--- Supplied passage ---

##############################

VISTAGY, Inc. is a business segment within the Siemens Digital Industries Software business unit and is located in Waltham, Massachusetts, USA. On December 6, 2011 Siemens closed its acquisition of VISTAGY. VISTAGY is a provider of engineering software and services focused on the specific requirements of vertical industries, including aerospace, automotive, marine, and wind energy. The company has sales and support offices throughout North and South America, Asia, and Europe. VISTAGY was founded by Steve Luby in 1991. He serves as the unit's president and CEO.

VISTAGY products are fully integrated into commercial 3D computer–aided–design platforms, including Siemens NX, Dassault Systèmes CATIA V4 and V5, and PTC Creo.

VISTAGY's software applications include:
 FiberSIM for designing and manufacturing composite structures
 SyncroFIT for designing and manufacturing airframe assemblies and large aerostructures
 Quality Planning Environment (QPE) for developing plans to assess aerostructure quality
 Seat Design Environment for designing and manufacturing transportation seat systems and interior components

The company supplies manufacturers in the aerospace, wind energy, automotive, and marine industries, including Bombardier Aerospace, General Motors, NASA, Nordex, Lotus Renault GP, and Howaldtswerke-Deutsche Werft (HDW).

##############################

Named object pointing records
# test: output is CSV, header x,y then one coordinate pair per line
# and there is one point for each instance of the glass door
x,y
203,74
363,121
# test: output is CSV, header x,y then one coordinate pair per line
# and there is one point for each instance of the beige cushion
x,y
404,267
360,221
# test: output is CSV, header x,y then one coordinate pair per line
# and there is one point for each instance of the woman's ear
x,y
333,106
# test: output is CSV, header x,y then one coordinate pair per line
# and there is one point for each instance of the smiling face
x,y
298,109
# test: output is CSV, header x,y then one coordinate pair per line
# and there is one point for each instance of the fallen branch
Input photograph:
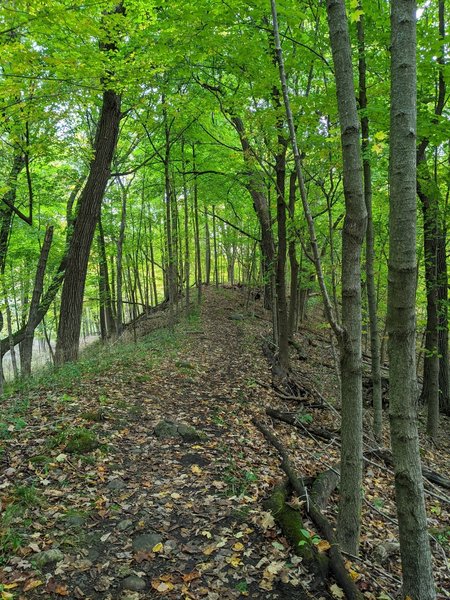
x,y
337,562
386,456
290,419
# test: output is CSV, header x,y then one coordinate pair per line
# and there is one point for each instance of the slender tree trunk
x,y
282,316
370,241
120,243
207,250
216,267
26,346
430,209
198,256
105,290
353,235
187,265
86,219
10,338
444,362
414,542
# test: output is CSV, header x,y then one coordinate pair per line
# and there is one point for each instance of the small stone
x,y
189,433
183,364
47,557
125,524
124,571
75,520
116,485
102,584
134,583
127,595
146,541
166,429
236,317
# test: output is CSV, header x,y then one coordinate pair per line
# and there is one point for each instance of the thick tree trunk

##############################

--- Tasks ---
a) Answer these from the VISTAGY passage:
(i) In which city and state is VISTAGY located?
(ii) Who founded VISTAGY, and in what year?
(iii) What is FiberSIM used for?
b) Name every software application the VISTAGY passage lists.
c) Please reproduce the VISTAGY passage word for word, starting with "VISTAGY products are" and going on through "and PTC Creo.".

--- Answers provided ---
a)
(i) Waltham, Massachusetts
(ii) Steve Luby, in 1991
(iii) Designing and manufacturing composite structures

b) FiberSIM, SyncroFIT, Quality Planning Environment (QPE), Seat Design Environment

c)
VISTAGY products are fully integrated into commercial 3D computer–aided–design platforms, including Siemens NX, Dassault Systèmes CATIA V4 and V5, and PTC Creo.